**Assignment:** Repeat, word for word, all the data that follows, and exclude the pictures.

Dataset entries
* * * * * * * * *

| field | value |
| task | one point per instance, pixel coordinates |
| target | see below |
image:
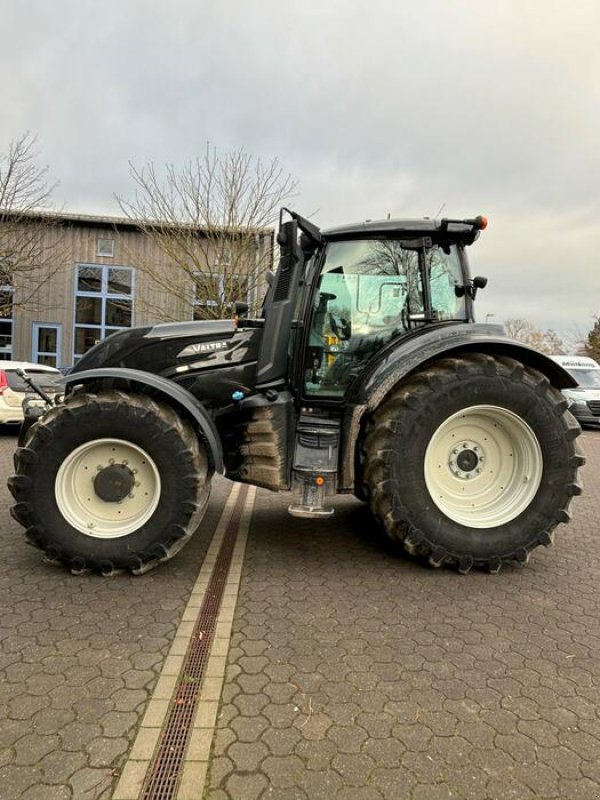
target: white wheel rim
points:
(483, 466)
(85, 510)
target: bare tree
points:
(31, 249)
(547, 341)
(211, 222)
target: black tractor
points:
(365, 374)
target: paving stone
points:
(352, 674)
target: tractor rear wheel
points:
(472, 461)
(109, 482)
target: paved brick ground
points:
(79, 657)
(352, 673)
(355, 674)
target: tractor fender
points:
(399, 358)
(170, 391)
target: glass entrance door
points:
(46, 345)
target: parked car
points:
(584, 400)
(14, 391)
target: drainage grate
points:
(165, 769)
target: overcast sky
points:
(376, 107)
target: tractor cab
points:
(342, 295)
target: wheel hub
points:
(466, 460)
(107, 488)
(114, 483)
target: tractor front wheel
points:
(472, 461)
(110, 482)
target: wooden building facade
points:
(96, 275)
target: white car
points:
(14, 390)
(584, 400)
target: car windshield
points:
(586, 378)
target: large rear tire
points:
(109, 482)
(473, 462)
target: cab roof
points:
(463, 230)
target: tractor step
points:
(312, 499)
(315, 466)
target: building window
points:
(212, 292)
(103, 304)
(6, 322)
(105, 247)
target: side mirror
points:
(341, 327)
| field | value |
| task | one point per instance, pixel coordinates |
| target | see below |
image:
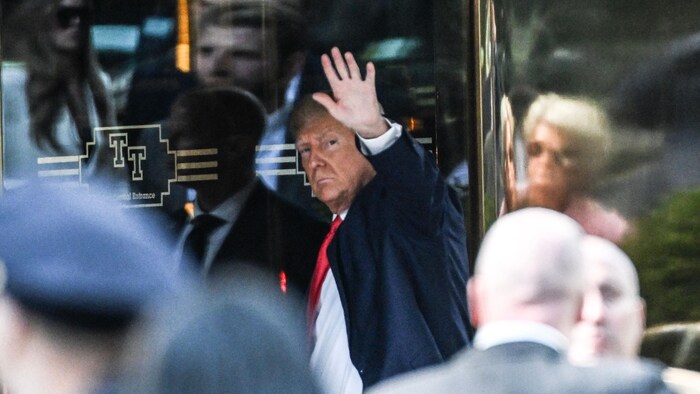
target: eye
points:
(206, 50)
(610, 293)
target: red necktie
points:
(320, 271)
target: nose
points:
(593, 308)
(314, 159)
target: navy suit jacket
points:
(273, 234)
(400, 263)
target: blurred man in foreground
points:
(76, 273)
(525, 298)
(612, 317)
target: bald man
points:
(613, 313)
(526, 296)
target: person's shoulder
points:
(625, 376)
(446, 377)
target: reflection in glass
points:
(567, 140)
(54, 95)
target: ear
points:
(473, 302)
(15, 328)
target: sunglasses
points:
(66, 15)
(562, 159)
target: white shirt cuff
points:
(374, 146)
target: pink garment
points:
(597, 220)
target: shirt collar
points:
(229, 209)
(508, 331)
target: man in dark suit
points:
(393, 299)
(236, 218)
(526, 296)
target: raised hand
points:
(355, 103)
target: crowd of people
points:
(243, 290)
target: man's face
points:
(550, 168)
(235, 56)
(336, 169)
(70, 25)
(612, 318)
(234, 161)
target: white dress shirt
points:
(508, 331)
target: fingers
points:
(329, 70)
(325, 100)
(353, 68)
(370, 74)
(341, 67)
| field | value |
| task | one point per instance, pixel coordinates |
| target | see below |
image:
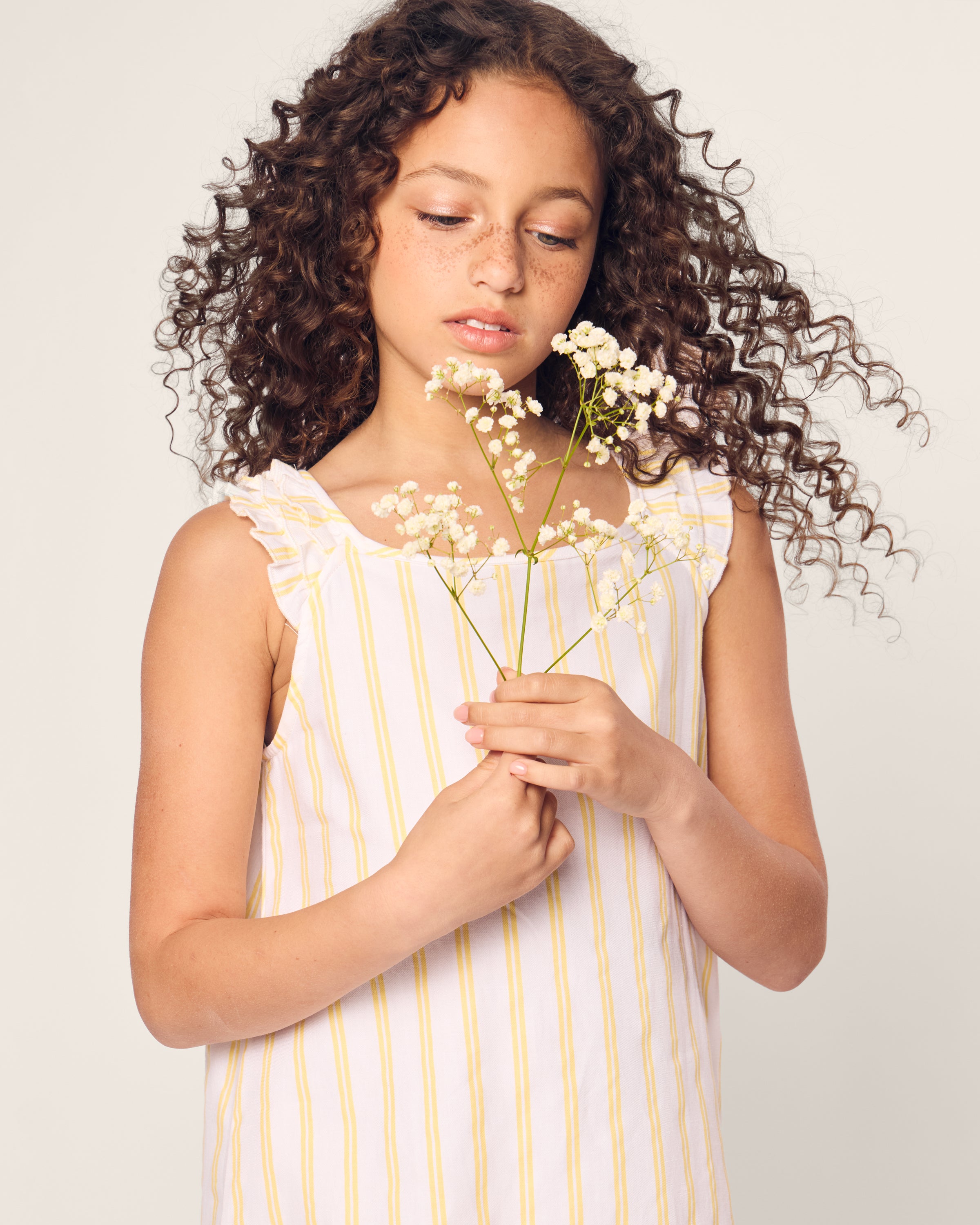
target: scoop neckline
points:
(365, 544)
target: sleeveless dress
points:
(553, 1061)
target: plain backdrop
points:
(851, 1099)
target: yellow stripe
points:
(566, 1047)
(609, 1020)
(305, 1123)
(255, 898)
(346, 1098)
(316, 784)
(238, 1196)
(505, 593)
(385, 753)
(434, 1149)
(388, 1093)
(522, 1088)
(304, 863)
(276, 843)
(463, 952)
(471, 1031)
(650, 1072)
(417, 657)
(269, 1169)
(559, 953)
(663, 884)
(682, 922)
(334, 726)
(389, 768)
(512, 947)
(233, 1054)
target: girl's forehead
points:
(505, 123)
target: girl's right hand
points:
(483, 842)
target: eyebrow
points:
(476, 180)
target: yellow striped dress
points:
(553, 1061)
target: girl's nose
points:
(498, 263)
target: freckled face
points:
(488, 233)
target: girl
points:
(457, 962)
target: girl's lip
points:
(481, 340)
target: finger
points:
(537, 715)
(530, 742)
(555, 778)
(511, 787)
(547, 688)
(474, 778)
(549, 808)
(560, 847)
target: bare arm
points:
(743, 849)
(740, 844)
(203, 971)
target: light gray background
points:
(852, 1099)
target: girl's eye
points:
(553, 241)
(441, 222)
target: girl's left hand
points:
(613, 756)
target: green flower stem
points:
(473, 628)
(570, 650)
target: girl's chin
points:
(478, 340)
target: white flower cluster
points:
(503, 441)
(621, 402)
(617, 400)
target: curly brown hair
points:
(269, 312)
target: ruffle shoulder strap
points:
(702, 499)
(291, 525)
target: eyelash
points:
(435, 218)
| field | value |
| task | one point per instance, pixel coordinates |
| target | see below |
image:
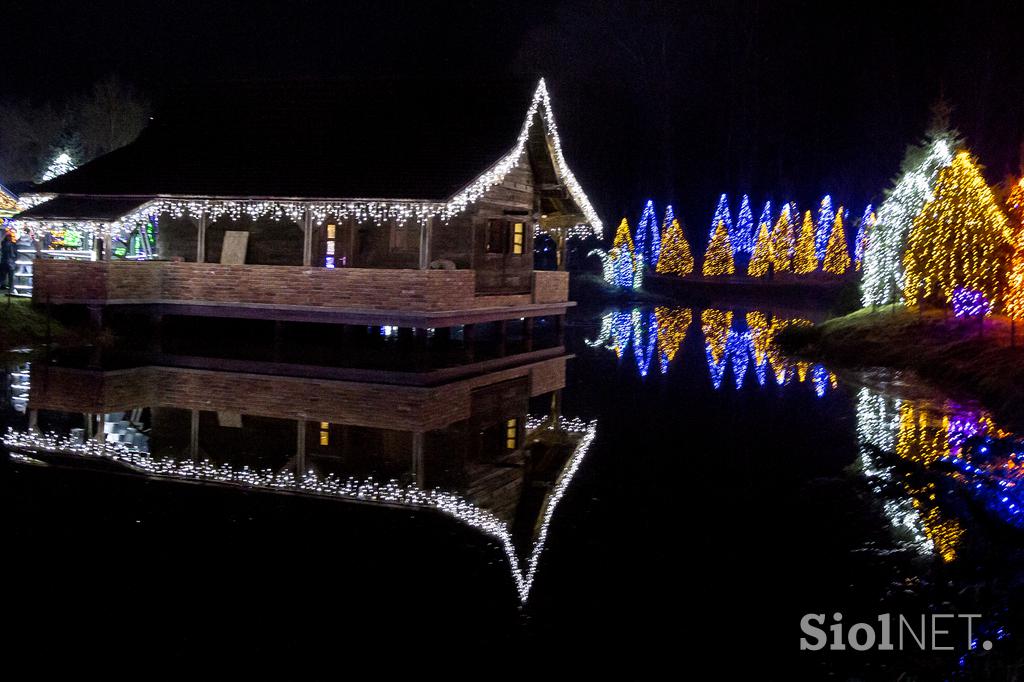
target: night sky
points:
(677, 101)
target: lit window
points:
(511, 433)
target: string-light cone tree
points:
(60, 164)
(961, 239)
(761, 259)
(670, 217)
(743, 239)
(825, 218)
(718, 258)
(866, 222)
(837, 254)
(647, 228)
(1015, 286)
(676, 257)
(722, 214)
(883, 280)
(782, 243)
(805, 260)
(623, 238)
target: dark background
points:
(678, 100)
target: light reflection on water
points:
(742, 343)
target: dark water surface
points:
(680, 493)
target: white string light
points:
(523, 570)
(377, 210)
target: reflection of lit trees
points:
(716, 326)
(673, 324)
(664, 331)
(927, 434)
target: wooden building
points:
(335, 200)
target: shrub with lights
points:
(961, 239)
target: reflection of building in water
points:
(17, 386)
(467, 449)
(731, 341)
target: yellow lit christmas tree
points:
(782, 243)
(676, 257)
(1015, 285)
(623, 238)
(837, 256)
(761, 259)
(718, 258)
(805, 261)
(960, 239)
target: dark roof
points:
(354, 140)
(102, 209)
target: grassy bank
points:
(22, 325)
(958, 356)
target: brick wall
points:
(376, 406)
(410, 290)
(551, 287)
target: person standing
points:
(8, 256)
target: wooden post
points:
(300, 449)
(201, 241)
(307, 238)
(468, 340)
(194, 436)
(418, 472)
(426, 229)
(503, 335)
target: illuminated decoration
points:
(970, 303)
(1014, 304)
(825, 218)
(718, 258)
(722, 215)
(670, 217)
(805, 260)
(782, 242)
(663, 332)
(523, 570)
(673, 325)
(737, 349)
(883, 264)
(623, 239)
(676, 257)
(643, 352)
(647, 227)
(621, 266)
(60, 164)
(837, 255)
(377, 211)
(716, 326)
(761, 259)
(743, 239)
(960, 239)
(866, 224)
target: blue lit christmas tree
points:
(745, 236)
(722, 214)
(647, 227)
(823, 226)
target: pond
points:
(668, 482)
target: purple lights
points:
(970, 303)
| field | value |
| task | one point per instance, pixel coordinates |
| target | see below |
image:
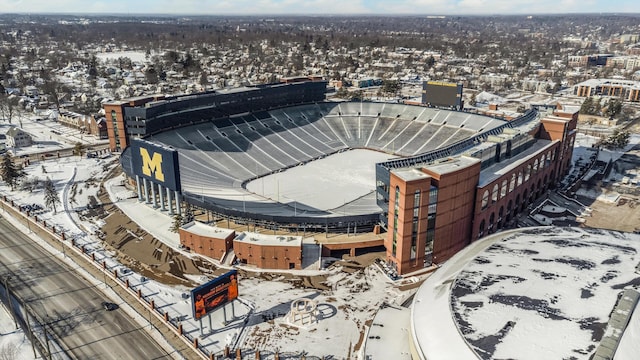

* * * * * * * * *

**Task response:**
| field | value |
| task | one point per instance, pixel coordinates |
| target | see below |
image:
target: white wheel rim
points:
(483, 466)
(85, 510)
target: bare tree
points:
(31, 249)
(547, 341)
(211, 222)
target: black tractor
points:
(365, 374)
target: paving stone
points:
(352, 674)
target: tractor rear wheel
points:
(472, 461)
(109, 482)
target: paved brick ground
points:
(79, 657)
(352, 673)
(355, 674)
target: tractor fender
points:
(399, 358)
(170, 391)
target: glass entrance door
points:
(46, 345)
target: parked car
points:
(584, 400)
(14, 391)
target: drainage grate
points:
(165, 769)
target: overcast sky
points:
(376, 107)
target: tractor cab
points:
(342, 295)
target: wheel hub
points:
(466, 460)
(107, 488)
(114, 483)
target: tractor front wheel
points:
(472, 461)
(110, 482)
target: wooden building facade
points:
(96, 275)
target: white car
points:
(14, 390)
(584, 400)
target: car windshield
points:
(586, 378)
target: large rear tire
points:
(109, 482)
(473, 462)
target: cab roof
points:
(463, 230)
target: tractor step
points:
(312, 499)
(315, 466)
target: building window
points:
(212, 292)
(103, 304)
(6, 322)
(105, 247)
target: side mirror
points:
(341, 327)
| field | value |
| task | one point per instance, pixel coordinates |
| target | see below |
image:
target: eye
points:
(206, 50)
(610, 293)
target: red necktie
points:
(320, 271)
target: nose
points:
(593, 308)
(314, 159)
target: navy suit jacket
points:
(273, 234)
(400, 263)
target: blurred man in foreground
points:
(76, 273)
(525, 298)
(612, 317)
target: bald man
points:
(613, 313)
(526, 296)
target: person's shoulder
points:
(625, 376)
(446, 377)
target: reflection in glass
points:
(567, 140)
(54, 95)
target: ear
points:
(473, 302)
(15, 328)
target: sunglasses
points:
(66, 15)
(562, 159)
target: white shirt cuff
points:
(374, 146)
target: pink garment
points:
(597, 220)
target: shirt collar
points:
(229, 209)
(508, 331)
target: man in dark suit
points:
(393, 299)
(236, 218)
(526, 296)
target: raised hand
points:
(355, 103)
target: crowd of people
points:
(243, 290)
target: man's face
points:
(550, 168)
(235, 56)
(336, 169)
(70, 25)
(612, 318)
(234, 161)
target: white dress shirt
points:
(508, 331)
target: fingers
points:
(329, 70)
(325, 100)
(353, 68)
(370, 74)
(341, 67)
| field | value |
| task | one point per instance, pixel coordinates |
| target | see below |
image:
target: scoop neckline
points:
(365, 544)
target: sleeveless dress
points:
(553, 1061)
target: plain backdrop
points:
(851, 1099)
target: yellow stripe
points:
(566, 1047)
(609, 1020)
(305, 1123)
(255, 898)
(346, 1098)
(316, 784)
(238, 1196)
(505, 593)
(385, 753)
(434, 1149)
(388, 1093)
(522, 1088)
(304, 863)
(276, 843)
(463, 952)
(471, 1031)
(650, 1072)
(417, 657)
(269, 1169)
(559, 953)
(663, 884)
(682, 922)
(334, 726)
(389, 768)
(512, 947)
(233, 1054)
target: girl's forehead
points:
(505, 123)
target: girl's right hand
points:
(483, 842)
target: eyebrow
points:
(476, 180)
target: yellow striped dress
points:
(553, 1061)
target: girl's nose
points:
(498, 263)
target: freckled face
points:
(488, 233)
target: girl
points:
(457, 962)
target: girl's lip
points:
(481, 340)
target: finger
points:
(537, 715)
(530, 742)
(555, 778)
(511, 787)
(547, 688)
(474, 778)
(549, 808)
(560, 847)
target: bare arm
points:
(743, 849)
(740, 844)
(203, 971)
target: light gray background
points:
(852, 1099)
target: girl's eye
points:
(553, 241)
(441, 222)
target: girl's left hand
points:
(613, 756)
target: green flower stem
points:
(473, 628)
(570, 650)
target: girl's chin
points:
(478, 340)
target: white flower cluster
points:
(503, 441)
(621, 402)
(617, 400)
target: curly brown hair
points:
(269, 312)
target: ruffle shoulder strap
points:
(702, 499)
(291, 525)
target: eyelash
points:
(435, 218)
| field | value |
| task | one point per instance, pixel coordinates |
| target | see below |
image:
target: night sky
points:
(677, 101)
target: lit window
points:
(511, 433)
target: string-light cone tree
points:
(60, 164)
(961, 239)
(761, 259)
(670, 217)
(743, 239)
(825, 218)
(718, 258)
(866, 222)
(837, 254)
(647, 228)
(1015, 286)
(676, 257)
(722, 214)
(883, 280)
(782, 243)
(805, 260)
(623, 238)
target: dark background
points:
(678, 100)
target: light reflection on water
points:
(742, 343)
target: dark water surface
points:
(680, 493)
target: white string light
points:
(523, 570)
(377, 210)
target: reflection of lit trees
points:
(716, 326)
(673, 324)
(664, 331)
(927, 434)
target: wooden building
points:
(335, 200)
target: shrub with lights
points:
(961, 239)
target: reflection of building in water
points:
(17, 386)
(467, 449)
(731, 341)
target: yellow lit christmas tree
points:
(782, 243)
(676, 257)
(1015, 285)
(623, 238)
(837, 256)
(761, 259)
(718, 258)
(805, 261)
(960, 239)
target: dark roof
points:
(354, 140)
(102, 209)
target: grassy bank
points:
(22, 325)
(958, 356)
target: brick wall
points:
(376, 406)
(410, 290)
(551, 287)
target: person standing
points:
(8, 256)
target: wooden post
points:
(300, 449)
(201, 241)
(307, 238)
(468, 340)
(194, 436)
(418, 472)
(426, 229)
(503, 335)
target: illuminated decoration
points:
(970, 303)
(1014, 304)
(825, 218)
(718, 258)
(722, 215)
(670, 217)
(805, 260)
(782, 242)
(663, 332)
(523, 570)
(673, 325)
(737, 349)
(883, 264)
(623, 239)
(676, 257)
(643, 352)
(647, 227)
(621, 266)
(60, 164)
(837, 255)
(377, 211)
(716, 326)
(761, 259)
(743, 239)
(960, 239)
(866, 224)
target: blue lit christmas tree
points:
(745, 236)
(722, 214)
(647, 227)
(823, 226)
target: pond
points:
(668, 482)
target: purple lights
points:
(970, 303)
| field | value |
| task | one point per instance, pixel coordinates |
| target | see below |
image:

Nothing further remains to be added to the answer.